**What to produce**.
Can you reproduce the data beneath, keeping every line exact?

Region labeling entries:
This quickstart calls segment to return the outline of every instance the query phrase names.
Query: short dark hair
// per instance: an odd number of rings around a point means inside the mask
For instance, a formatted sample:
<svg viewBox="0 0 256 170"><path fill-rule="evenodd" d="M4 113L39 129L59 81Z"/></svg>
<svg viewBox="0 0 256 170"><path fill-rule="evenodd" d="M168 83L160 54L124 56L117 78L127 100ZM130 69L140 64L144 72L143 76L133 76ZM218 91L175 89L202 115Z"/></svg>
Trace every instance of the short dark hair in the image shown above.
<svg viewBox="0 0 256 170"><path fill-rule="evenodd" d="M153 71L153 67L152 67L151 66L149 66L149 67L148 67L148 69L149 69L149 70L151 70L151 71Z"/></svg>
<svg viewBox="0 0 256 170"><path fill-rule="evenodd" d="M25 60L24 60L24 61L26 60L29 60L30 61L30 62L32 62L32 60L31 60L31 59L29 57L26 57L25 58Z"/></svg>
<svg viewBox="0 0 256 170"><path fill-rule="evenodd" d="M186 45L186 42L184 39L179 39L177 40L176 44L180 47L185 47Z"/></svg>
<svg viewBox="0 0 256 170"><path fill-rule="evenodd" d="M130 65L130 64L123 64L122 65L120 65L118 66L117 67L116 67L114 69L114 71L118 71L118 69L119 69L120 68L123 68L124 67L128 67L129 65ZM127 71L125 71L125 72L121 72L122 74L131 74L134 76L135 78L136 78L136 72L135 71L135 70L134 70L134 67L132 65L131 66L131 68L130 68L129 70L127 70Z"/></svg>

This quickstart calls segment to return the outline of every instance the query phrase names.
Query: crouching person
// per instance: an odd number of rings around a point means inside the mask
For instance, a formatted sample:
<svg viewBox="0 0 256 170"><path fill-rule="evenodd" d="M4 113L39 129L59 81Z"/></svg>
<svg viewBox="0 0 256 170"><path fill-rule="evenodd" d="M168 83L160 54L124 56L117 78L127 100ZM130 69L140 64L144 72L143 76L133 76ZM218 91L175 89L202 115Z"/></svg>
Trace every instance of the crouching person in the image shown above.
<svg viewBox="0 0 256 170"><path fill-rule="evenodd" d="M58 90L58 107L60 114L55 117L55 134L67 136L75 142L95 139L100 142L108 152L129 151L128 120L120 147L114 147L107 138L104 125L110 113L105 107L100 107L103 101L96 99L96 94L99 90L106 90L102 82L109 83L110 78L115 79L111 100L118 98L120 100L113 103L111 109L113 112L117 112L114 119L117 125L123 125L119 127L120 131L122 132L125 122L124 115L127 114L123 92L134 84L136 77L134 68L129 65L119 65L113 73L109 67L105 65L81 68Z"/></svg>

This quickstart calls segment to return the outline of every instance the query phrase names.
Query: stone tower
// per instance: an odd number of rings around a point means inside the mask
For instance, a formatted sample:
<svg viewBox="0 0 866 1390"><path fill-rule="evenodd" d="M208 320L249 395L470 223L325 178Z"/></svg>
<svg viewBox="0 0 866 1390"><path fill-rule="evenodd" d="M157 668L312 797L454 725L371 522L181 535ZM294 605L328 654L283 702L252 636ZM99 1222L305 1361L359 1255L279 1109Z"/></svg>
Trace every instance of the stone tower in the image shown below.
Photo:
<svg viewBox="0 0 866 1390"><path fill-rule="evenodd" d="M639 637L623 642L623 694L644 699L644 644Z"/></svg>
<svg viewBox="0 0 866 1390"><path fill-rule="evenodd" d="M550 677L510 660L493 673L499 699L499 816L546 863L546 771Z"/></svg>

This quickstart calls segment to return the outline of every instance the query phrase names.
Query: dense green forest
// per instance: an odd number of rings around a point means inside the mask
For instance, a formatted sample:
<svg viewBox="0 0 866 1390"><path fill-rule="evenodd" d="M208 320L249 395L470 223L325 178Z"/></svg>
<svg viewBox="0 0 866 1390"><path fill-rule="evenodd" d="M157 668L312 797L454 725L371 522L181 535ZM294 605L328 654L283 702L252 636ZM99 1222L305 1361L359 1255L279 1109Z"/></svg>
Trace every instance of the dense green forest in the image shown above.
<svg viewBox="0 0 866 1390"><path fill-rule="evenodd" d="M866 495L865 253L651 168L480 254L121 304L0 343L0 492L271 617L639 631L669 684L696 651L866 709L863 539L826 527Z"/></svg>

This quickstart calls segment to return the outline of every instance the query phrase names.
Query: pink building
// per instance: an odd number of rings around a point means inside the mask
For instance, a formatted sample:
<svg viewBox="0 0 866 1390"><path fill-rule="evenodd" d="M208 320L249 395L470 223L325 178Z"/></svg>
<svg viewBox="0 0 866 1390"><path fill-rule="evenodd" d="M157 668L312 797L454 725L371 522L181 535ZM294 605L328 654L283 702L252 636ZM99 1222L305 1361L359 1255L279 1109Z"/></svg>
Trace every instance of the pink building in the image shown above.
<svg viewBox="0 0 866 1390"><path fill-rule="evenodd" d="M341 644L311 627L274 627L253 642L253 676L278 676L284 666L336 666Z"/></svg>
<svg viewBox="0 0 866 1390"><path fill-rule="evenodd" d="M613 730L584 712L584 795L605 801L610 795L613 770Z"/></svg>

**Result of this task**.
This quickstart calls segment to return the outline of every instance the query phrase names.
Query: short dark hair
// per instance: an odd number of rings around a point means inside the mask
For instance, a formatted sample:
<svg viewBox="0 0 256 170"><path fill-rule="evenodd" d="M4 113L39 129L59 81Z"/></svg>
<svg viewBox="0 0 256 170"><path fill-rule="evenodd" d="M168 83L160 54L124 56L117 78L127 100ZM130 69L140 64L144 72L143 76L133 76ZM218 91L175 89L202 115Z"/></svg>
Trace every instance of the short dark hair in the image shown above.
<svg viewBox="0 0 256 170"><path fill-rule="evenodd" d="M153 71L153 67L152 67L151 66L149 66L149 67L148 67L148 69L149 69L149 70L151 70L151 71Z"/></svg>
<svg viewBox="0 0 256 170"><path fill-rule="evenodd" d="M25 60L24 60L24 61L26 60L29 60L30 61L30 62L32 62L32 60L31 60L31 59L29 57L26 57L25 58Z"/></svg>
<svg viewBox="0 0 256 170"><path fill-rule="evenodd" d="M186 45L186 42L184 39L179 39L177 40L176 44L180 47L185 47Z"/></svg>
<svg viewBox="0 0 256 170"><path fill-rule="evenodd" d="M130 65L130 64L123 64L122 65L120 65L118 66L117 67L116 67L114 69L114 71L118 71L118 69L119 69L120 68L123 68L124 67L128 67L129 65ZM127 71L125 71L125 72L121 72L122 74L131 74L134 76L135 78L136 78L136 72L135 71L135 70L134 70L134 67L132 65L131 66L131 68L130 68L129 70L127 70Z"/></svg>

This quickstart calls segment to return the outline of every instance the query phrase names.
Query: crouching person
// per instance: an odd number of rings around a point means inside the mask
For instance, a formatted sample:
<svg viewBox="0 0 256 170"><path fill-rule="evenodd" d="M4 113L39 129L59 81Z"/></svg>
<svg viewBox="0 0 256 170"><path fill-rule="evenodd" d="M168 83L160 54L124 56L117 78L127 100ZM130 69L140 64L144 72L143 76L133 76ZM218 91L175 89L202 115Z"/></svg>
Trace every instance of the crouching person in the image shown above.
<svg viewBox="0 0 256 170"><path fill-rule="evenodd" d="M58 90L58 107L60 114L55 117L55 134L67 136L75 142L95 139L100 142L108 152L129 151L128 120L120 147L114 147L107 138L104 125L110 113L105 107L100 107L103 101L96 99L96 94L99 90L106 90L102 82L109 83L110 78L115 79L111 100L118 98L120 100L113 103L111 109L113 112L117 112L114 119L117 125L123 125L119 127L120 131L122 132L125 122L124 115L127 114L123 92L134 84L136 77L134 68L129 65L119 65L113 73L109 67L105 65L81 68Z"/></svg>

This quickstart calls segment to return the outline of every instance the query phrase names.
Query: stone tower
// per instance: an odd number of rings around a point means inside the mask
For instance, a formatted sample:
<svg viewBox="0 0 866 1390"><path fill-rule="evenodd" d="M208 320L249 395L470 223L325 178Z"/></svg>
<svg viewBox="0 0 866 1390"><path fill-rule="evenodd" d="M157 668L312 797L454 725L371 522L181 535ZM294 605L328 654L283 702L252 636ZM99 1222L305 1361L359 1255L279 1109Z"/></svg>
Trace every instance of the stone tower in the image shown below.
Photo:
<svg viewBox="0 0 866 1390"><path fill-rule="evenodd" d="M639 637L623 642L623 694L644 699L644 644Z"/></svg>
<svg viewBox="0 0 866 1390"><path fill-rule="evenodd" d="M550 677L510 660L493 673L499 699L499 816L546 863L546 771Z"/></svg>

This quickstart calls segment to return the outline of every instance the query phrase names.
Query: dense green forest
// per instance: an odd number of rings around a point means inside the mask
For instance, a formatted sample:
<svg viewBox="0 0 866 1390"><path fill-rule="evenodd" d="M208 320L249 395L470 223L325 178Z"/></svg>
<svg viewBox="0 0 866 1390"><path fill-rule="evenodd" d="M157 668L312 797L454 725L371 522L181 535ZM294 605L328 654L283 702L252 636ZM99 1222L305 1361L359 1255L279 1109Z"/></svg>
Trace every instance of the dense green forest in the image shown above.
<svg viewBox="0 0 866 1390"><path fill-rule="evenodd" d="M866 495L865 253L651 168L480 254L121 304L0 343L0 492L271 617L639 631L669 684L696 651L866 709L863 539L826 527Z"/></svg>

This quickstart calls segment to return the outline of every instance the query phrase names.
Query: pink building
// per instance: an odd number of rings around a point means inside the mask
For instance, a formatted sample:
<svg viewBox="0 0 866 1390"><path fill-rule="evenodd" d="M208 320L249 395L470 223L325 178Z"/></svg>
<svg viewBox="0 0 866 1390"><path fill-rule="evenodd" d="M157 668L312 797L454 725L371 522L181 535ZM294 605L328 654L283 702L252 636ZM99 1222L305 1361L359 1255L279 1109Z"/></svg>
Trace every instance of the pink building in the image shown above.
<svg viewBox="0 0 866 1390"><path fill-rule="evenodd" d="M341 644L311 627L274 627L253 642L253 676L278 676L284 666L336 666Z"/></svg>
<svg viewBox="0 0 866 1390"><path fill-rule="evenodd" d="M613 730L584 712L584 795L605 801L610 795L613 770Z"/></svg>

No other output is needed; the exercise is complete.